■ **WHAT THIS TASK INVOLVES**: Render every line of the material below as a JSON list of strings, one string per line, leaving out blank lines.

[Collected data entries]
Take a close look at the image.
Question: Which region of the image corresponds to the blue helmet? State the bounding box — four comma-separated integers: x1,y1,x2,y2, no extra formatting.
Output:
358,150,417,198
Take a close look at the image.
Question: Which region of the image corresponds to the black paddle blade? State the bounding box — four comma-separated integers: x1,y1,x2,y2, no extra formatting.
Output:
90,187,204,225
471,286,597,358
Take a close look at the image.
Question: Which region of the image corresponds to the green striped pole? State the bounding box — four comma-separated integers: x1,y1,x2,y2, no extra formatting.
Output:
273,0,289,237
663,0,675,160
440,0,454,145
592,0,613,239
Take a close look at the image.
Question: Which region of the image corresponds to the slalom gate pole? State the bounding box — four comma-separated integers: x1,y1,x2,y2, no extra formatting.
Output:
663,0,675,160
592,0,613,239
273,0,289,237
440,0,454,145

■ **SOLUTION FOR THIS PROBLEM**:
[
  "Take a close look at the image.",
  "Question: Which region of the image corresponds to the blue helmet? State the bounding box — four comma-separated integers: x1,y1,x2,y2, no extra formatting.",
  "Output:",
  "358,150,417,198",
  "Take a close look at the image.",
  "Question: Which region of the image corresponds to the black paddle blade? State the bounding box — four comma-separated integers: x1,y1,x2,y2, no extra formatting.",
  "Output:",
  "90,187,204,225",
  "471,286,597,358",
  "Take a close look at the image.",
  "Question: Which region of the image corresponds to the green striped pole? State the bounding box — four comma-separated integers: x1,y1,x2,y2, no extra formatting.",
  "Output:",
  "273,0,289,237",
  "663,0,675,160",
  "440,0,454,145",
  "592,0,613,239",
  "Take a close look at the image.",
  "Question: Which region of the image corresponds to the slalom gate pole? State the bounding box — four comma-separated integers: x1,y1,x2,y2, no extra formatting.",
  "Output:",
  "663,0,675,160",
  "592,0,613,239",
  "273,0,289,237",
  "440,0,454,145"
]